== Given text ==
——
IN THE SUPREME COURT OF JUDICATURE
COURT OF APPEAL (CIVIL DIVISION)
ON APPEAL FROM THE HIGH COURT OF JUSTICE
ADMINISTRATIVE COURT
(Mr Justice Moses)

Royal Courts of Justice
Strand
London WC2

Tuesday, 16th April 2002

B e f o r e :

LORD JUSTICE KEENE
MR. JUSTICE SUMNER

____________________

THE QUEEN ON THE APPLICATION OF
DR. ABUL KALAM MOHAMMED SHAMSUD DOHA Applicant
- v -
THE INLAND REVENUE

____________________

(Computer Aided Transcript of the Stenograph Notes
of Smith Bernal Reporting Limited
190 Fleet Street, London EC4A 2AG
Telephone No: 0207-421 4040
Fax No: 0207-831 8838
Official Shorthand Writers to the Court)

____________________

MR. S. HOCKMAN Q.C. and MR. I. CHOWDHARY (instructed by S. Ali & Co., London, N8) appeared on behalf of the Applicant.
MR. P. JONES (instructed by the Inland Revenue Solicitor) appeared on behalf of the Respondent.

____________________

HTML VERSION OF JUDGMENT
____________________

Crown Copyright ©

  1. LORD JUSTICE KEENE: This is a renewed application for permission to appeal from a decision of Moses J in the Administrative Court dated 27th November 2001. By that decision the judge refused permission to seek judicial review of a decision of the Inland Revenue not to exercise their discretion in his favour under the practice known as equitable liability. The taxpayer, Mr. Doha, sought to be relieved of tax liabilities assessed on him in respect of his practice as a doctor over a number of years.
——
== Collected material ==
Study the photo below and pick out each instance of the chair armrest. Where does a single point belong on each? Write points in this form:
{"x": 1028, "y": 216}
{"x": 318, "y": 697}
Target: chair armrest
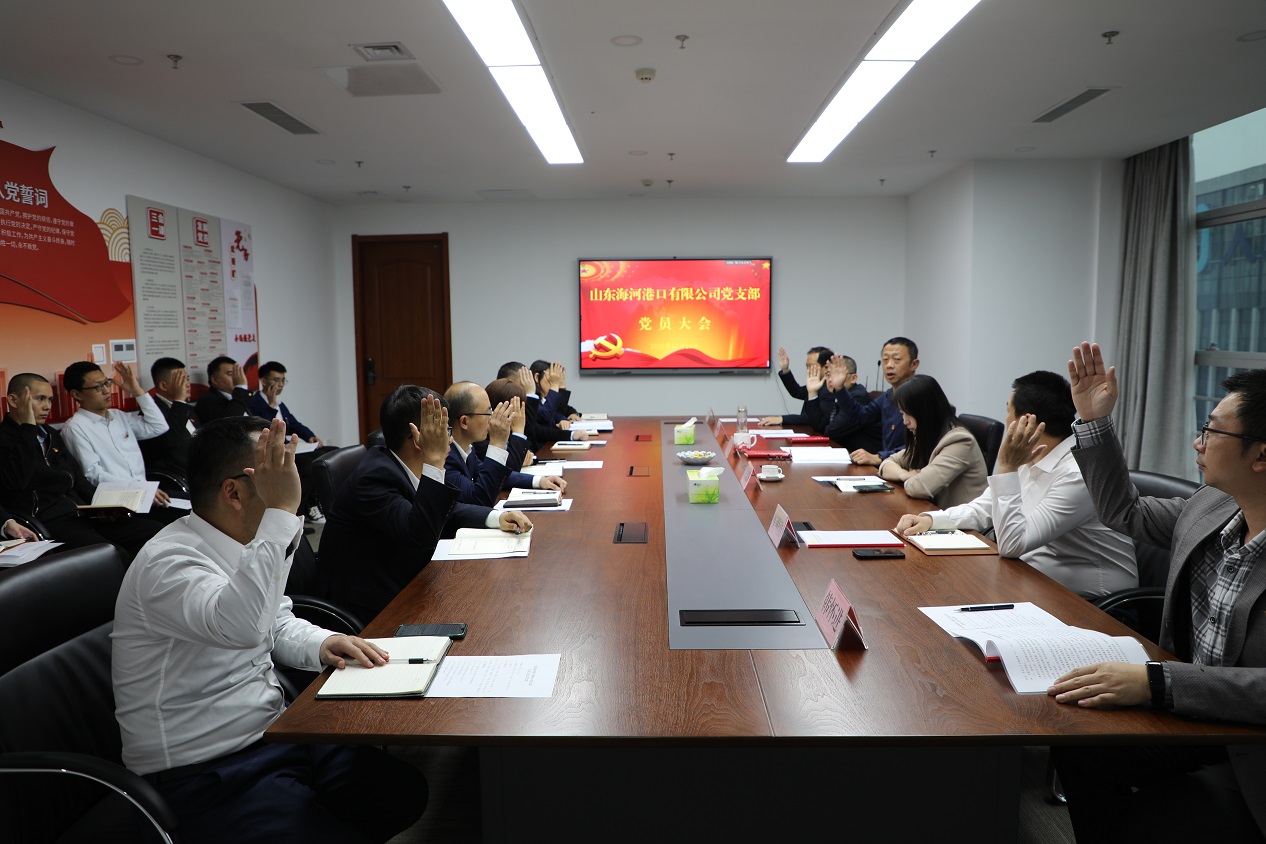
——
== Written instruction ==
Please carry the Court of Appeal judgment on the equitable liability application forward from its last sentence.

== Written response ==
  2. The Revenue has a published policy dealing with equitable liability. The most relevant part states:
  3. "Where the taxpayer has exhausted all other possible remedies, the Inland Revenue may, depending on the circumstances of the particular case, be prepared not to pursue its legal right to recovery for the full amount where it would be unconscionable to insist on collecting the full amount of tax assessed and legally due."
  4. It will be observed that under the terms of that policy such a discretion is to be exercised by the Revenue in favour of the taxpayer only where he has exhausted all other possible remedies. In addition, it must be shown, as the judge below put it, that not to relieve a taxpayer of liability may offend the conscience of all right minded people.
  5. The basic facts of the case are that certain evidence persuaded the Revenue that the applicant had under- declared his income over a number of years by a large amount. The matter came before the General Commissioners in May 1997. At that hearing the applicant was represented but he was not himself present because of illness. An application was made for an adjournment but was refused. There had been an earlier hearing fixed which had had to be adjourned because of the illness of the applicant. In any event, there was no subsequent challenge to the decision by the Commissioners not to adjourn the hearing or, indeed, to the substantive decision which they made after that hearing, whereby they found that Mr. Doha had been guilty of fraud, wilful default or neglect, and assessed him in the sum of £984,000. There is of course a right of appeal on a point of law by case stated from the General Commissioners to the High Court under section 56 of the Taxes Management Act 1970.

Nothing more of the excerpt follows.